- Direction 1 -
Reproduce the passage of the post about the Wright Brothers in Aurora that opens with the words "The Wright Brothers in" and closes with "about to open.".

- Supplied text -
****************

Saturday, April 23, 2022

The Wright Brothers Visit to Aurora, IL 1910 4th of July Weekend

The Wright Brothers in Aurora!

Back in 1910, William Howard Taft was our 27th U.S. President, the "Fight of the Century" between Jack Johnson and James J. Jeffries was happening in Reno, Nevada (Jack Johnson won by TKO), and locally, the Sherer Building and the Fox Theater Building were opening. Also, the new concrete bridges were built and about to open.

"Aurora's New Bridges to be Dedicated Next Monday"
Beacon News July 2, 1910
"This view is taken from the upper story of the
Grand Army Memorial Hall on the island and is looking
East, showing the new bridge spanning the channel of the East
branch of the Fox. The bridge over the west channel, just
completed is an exact duplicate"

1910 Aurora, IL
RPPC Tracy Duran Collection

What else was going on in Aurora? Well, let's go back to the first week of July 1910. Many folks from all around visited Aurora to see the downtown decorated with flags and patriotic bunting. Along with this beautiful sight of patriotism for the 4th of July, people from all around came to the Aurora Driving Park, located where the Riddle Highlands subdivision is now off of Lake Street and Illinois Ave.

****************

- Stored data entries -
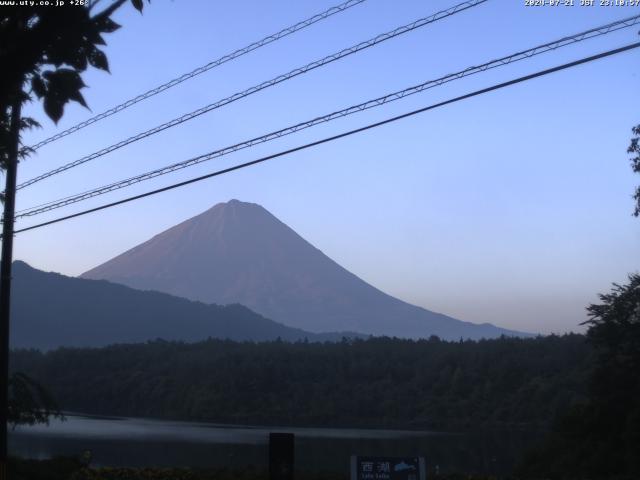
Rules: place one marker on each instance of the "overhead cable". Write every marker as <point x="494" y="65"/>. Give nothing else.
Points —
<point x="257" y="88"/>
<point x="204" y="68"/>
<point x="547" y="47"/>
<point x="341" y="135"/>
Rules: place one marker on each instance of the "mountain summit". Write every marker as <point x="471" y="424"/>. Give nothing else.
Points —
<point x="238" y="252"/>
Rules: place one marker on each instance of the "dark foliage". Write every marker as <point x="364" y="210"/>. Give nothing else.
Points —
<point x="30" y="402"/>
<point x="634" y="149"/>
<point x="44" y="51"/>
<point x="601" y="438"/>
<point x="507" y="382"/>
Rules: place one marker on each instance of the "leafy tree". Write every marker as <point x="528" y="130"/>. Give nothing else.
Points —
<point x="43" y="52"/>
<point x="634" y="148"/>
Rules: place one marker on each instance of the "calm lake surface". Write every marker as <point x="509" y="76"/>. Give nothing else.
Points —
<point x="145" y="442"/>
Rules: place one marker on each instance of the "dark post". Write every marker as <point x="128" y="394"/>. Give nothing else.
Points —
<point x="5" y="277"/>
<point x="281" y="459"/>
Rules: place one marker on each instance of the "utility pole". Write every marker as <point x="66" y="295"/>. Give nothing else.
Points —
<point x="5" y="274"/>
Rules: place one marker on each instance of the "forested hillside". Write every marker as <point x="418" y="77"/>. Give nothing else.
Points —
<point x="505" y="382"/>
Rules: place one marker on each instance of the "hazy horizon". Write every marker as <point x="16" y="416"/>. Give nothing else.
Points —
<point x="513" y="208"/>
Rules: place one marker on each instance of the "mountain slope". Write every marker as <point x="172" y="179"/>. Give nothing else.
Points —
<point x="238" y="252"/>
<point x="50" y="310"/>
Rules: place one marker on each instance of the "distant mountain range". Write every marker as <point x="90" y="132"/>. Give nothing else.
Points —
<point x="238" y="252"/>
<point x="50" y="310"/>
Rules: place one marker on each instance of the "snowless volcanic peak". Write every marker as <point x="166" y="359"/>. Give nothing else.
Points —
<point x="238" y="252"/>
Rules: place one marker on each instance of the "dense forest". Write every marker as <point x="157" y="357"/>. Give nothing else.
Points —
<point x="506" y="382"/>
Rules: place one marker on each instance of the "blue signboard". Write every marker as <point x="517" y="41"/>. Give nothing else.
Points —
<point x="388" y="468"/>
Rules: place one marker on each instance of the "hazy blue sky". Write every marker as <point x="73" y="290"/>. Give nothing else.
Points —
<point x="512" y="208"/>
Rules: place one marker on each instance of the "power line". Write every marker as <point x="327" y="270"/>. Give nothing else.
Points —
<point x="550" y="46"/>
<point x="341" y="135"/>
<point x="257" y="88"/>
<point x="205" y="68"/>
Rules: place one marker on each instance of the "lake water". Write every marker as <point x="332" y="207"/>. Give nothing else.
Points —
<point x="146" y="442"/>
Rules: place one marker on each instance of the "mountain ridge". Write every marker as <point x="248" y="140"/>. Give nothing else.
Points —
<point x="50" y="310"/>
<point x="238" y="252"/>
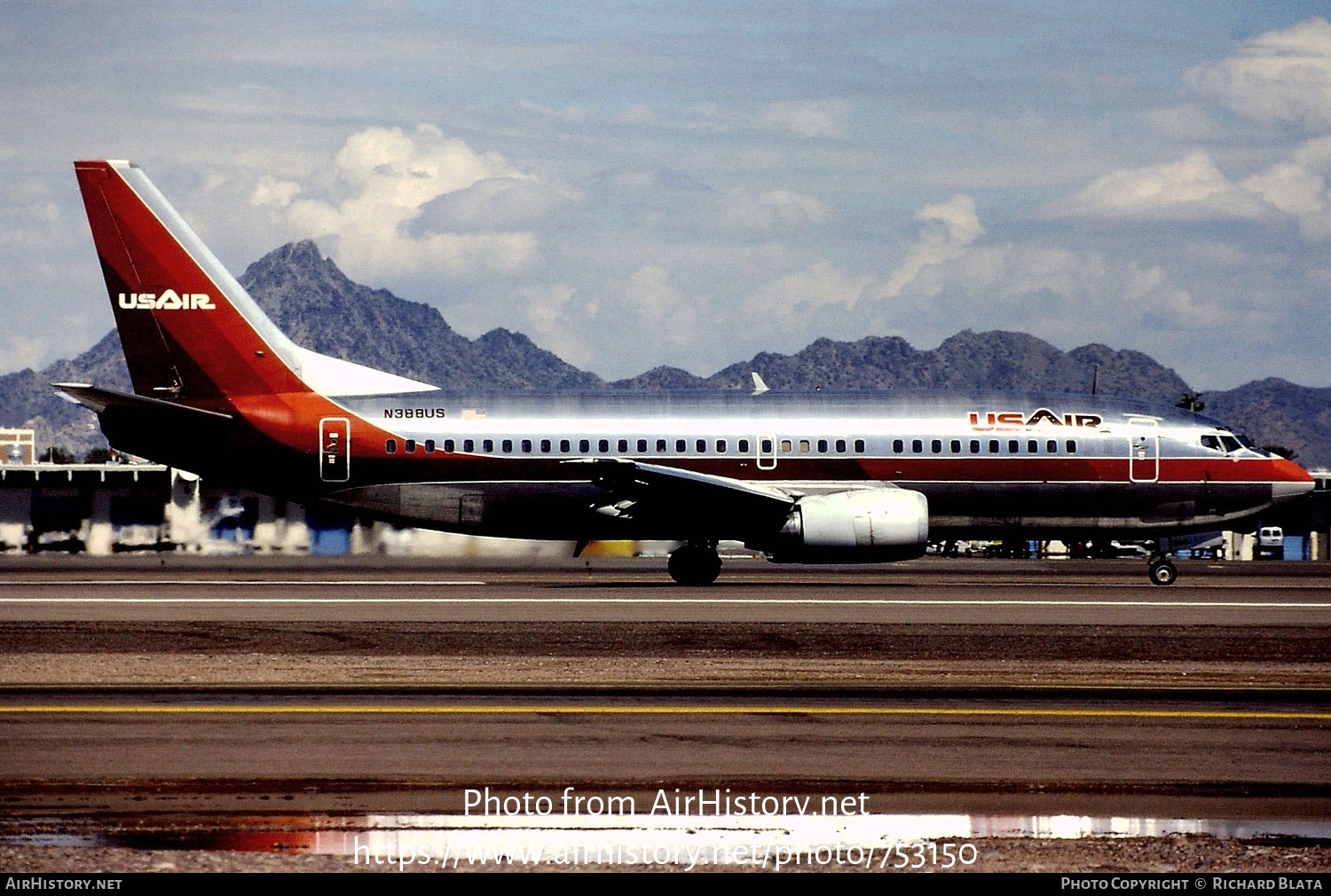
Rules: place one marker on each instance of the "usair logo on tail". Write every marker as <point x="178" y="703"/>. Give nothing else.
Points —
<point x="168" y="301"/>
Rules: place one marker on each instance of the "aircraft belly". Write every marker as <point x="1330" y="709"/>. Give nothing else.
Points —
<point x="1086" y="507"/>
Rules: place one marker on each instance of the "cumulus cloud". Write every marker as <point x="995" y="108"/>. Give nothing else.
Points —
<point x="1192" y="188"/>
<point x="808" y="119"/>
<point x="775" y="209"/>
<point x="1280" y="77"/>
<point x="947" y="229"/>
<point x="374" y="192"/>
<point x="804" y="119"/>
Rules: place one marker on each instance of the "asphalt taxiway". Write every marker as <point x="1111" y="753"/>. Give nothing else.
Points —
<point x="396" y="685"/>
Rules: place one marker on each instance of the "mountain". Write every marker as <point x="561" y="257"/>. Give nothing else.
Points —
<point x="1278" y="412"/>
<point x="995" y="359"/>
<point x="322" y="309"/>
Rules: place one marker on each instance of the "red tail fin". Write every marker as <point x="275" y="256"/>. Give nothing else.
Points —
<point x="189" y="329"/>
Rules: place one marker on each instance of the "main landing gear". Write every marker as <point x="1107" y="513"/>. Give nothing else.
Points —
<point x="1161" y="570"/>
<point x="695" y="563"/>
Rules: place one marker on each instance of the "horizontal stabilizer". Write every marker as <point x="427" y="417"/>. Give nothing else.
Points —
<point x="100" y="399"/>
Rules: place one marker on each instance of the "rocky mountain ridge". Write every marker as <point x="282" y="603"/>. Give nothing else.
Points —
<point x="319" y="308"/>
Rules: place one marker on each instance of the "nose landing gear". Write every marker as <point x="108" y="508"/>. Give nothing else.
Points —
<point x="1161" y="570"/>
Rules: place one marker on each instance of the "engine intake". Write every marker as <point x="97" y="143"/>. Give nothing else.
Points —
<point x="862" y="526"/>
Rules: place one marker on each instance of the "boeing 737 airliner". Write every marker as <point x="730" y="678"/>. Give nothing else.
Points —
<point x="804" y="478"/>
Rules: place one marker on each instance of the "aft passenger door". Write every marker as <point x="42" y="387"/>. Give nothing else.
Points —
<point x="335" y="449"/>
<point x="1144" y="451"/>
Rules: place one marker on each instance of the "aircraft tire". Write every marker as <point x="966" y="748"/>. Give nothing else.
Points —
<point x="694" y="565"/>
<point x="1162" y="573"/>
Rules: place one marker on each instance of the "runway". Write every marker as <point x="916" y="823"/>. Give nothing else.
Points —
<point x="396" y="686"/>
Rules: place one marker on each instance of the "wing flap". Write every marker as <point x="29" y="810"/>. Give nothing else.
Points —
<point x="651" y="491"/>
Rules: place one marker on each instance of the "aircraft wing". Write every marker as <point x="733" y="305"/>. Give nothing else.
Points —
<point x="650" y="491"/>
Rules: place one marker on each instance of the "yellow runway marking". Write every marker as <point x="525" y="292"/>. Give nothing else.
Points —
<point x="1246" y="715"/>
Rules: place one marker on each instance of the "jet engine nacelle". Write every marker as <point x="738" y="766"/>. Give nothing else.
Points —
<point x="862" y="526"/>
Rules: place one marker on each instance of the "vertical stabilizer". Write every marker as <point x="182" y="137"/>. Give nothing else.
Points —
<point x="189" y="329"/>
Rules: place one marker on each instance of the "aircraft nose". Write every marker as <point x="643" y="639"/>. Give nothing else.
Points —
<point x="1290" y="481"/>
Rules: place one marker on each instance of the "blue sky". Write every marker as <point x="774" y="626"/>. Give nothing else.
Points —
<point x="689" y="184"/>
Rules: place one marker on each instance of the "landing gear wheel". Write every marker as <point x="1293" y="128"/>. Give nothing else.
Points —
<point x="694" y="565"/>
<point x="1161" y="571"/>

****************

- Direction 2 -
Identify every line of the listing above that contains the word "blue", and copy each of those lines.

- Task response 1 -
The Wright Brothers in Aurora!

Back in 1910, William Howard Taft was our 27th U.S. President, the "Fight of the Century" between Jack Johnson and James J. Jeffries was happening in Reno, Nevada (Jack Johnson won by TKO), and locally, the Sherer Building and the Fox Theater Building were opening. Also, the new concrete bridges were built and about to open.

- Task response 2 -
Rules: place one marker on each instance of the "blue signboard". Write every marker as <point x="517" y="41"/>. Give nothing else.
Rules: place one marker on each instance of the "hazy blue sky". Write every marker as <point x="73" y="290"/>. Give nothing else.
Rules: place one marker on each instance of the "blue sky". Write every marker as <point x="774" y="626"/>. Give nothing else.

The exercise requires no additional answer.